(DATA EXTRACTS Opens)

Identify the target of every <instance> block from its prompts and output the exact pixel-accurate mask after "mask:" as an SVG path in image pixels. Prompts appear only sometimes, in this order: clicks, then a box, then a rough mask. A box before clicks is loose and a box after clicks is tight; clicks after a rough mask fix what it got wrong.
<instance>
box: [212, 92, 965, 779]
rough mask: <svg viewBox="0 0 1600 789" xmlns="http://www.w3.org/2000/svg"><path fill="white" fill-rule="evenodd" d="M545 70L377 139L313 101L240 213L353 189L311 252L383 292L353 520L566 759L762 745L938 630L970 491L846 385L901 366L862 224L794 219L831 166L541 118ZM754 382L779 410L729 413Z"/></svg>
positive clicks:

(DATA EXTRACTS Closes)

TO DO:
Reproduce each entry above exactly, keeping every character.

TASK ANSWER:
Identify the target of every <instance> block from its prompts and output the exact pixel-accurate mask after "mask:" as an SVG path in image pixels. Prompts appear only sometimes, in this order: clicks, then a box, then a rough mask. A box before clicks is loose and a box after clicks is tight; clicks after a rough mask fix what it got wrong.
<instance>
box: [212, 92, 965, 779]
rough mask: <svg viewBox="0 0 1600 789" xmlns="http://www.w3.org/2000/svg"><path fill="white" fill-rule="evenodd" d="M545 70L377 139L313 101L240 213L353 189L311 252L383 292L353 520L566 759L762 745L938 630L970 491L846 385L901 366L862 224L794 219L831 166L541 118ZM754 382L779 410L729 413Z"/></svg>
positive clicks:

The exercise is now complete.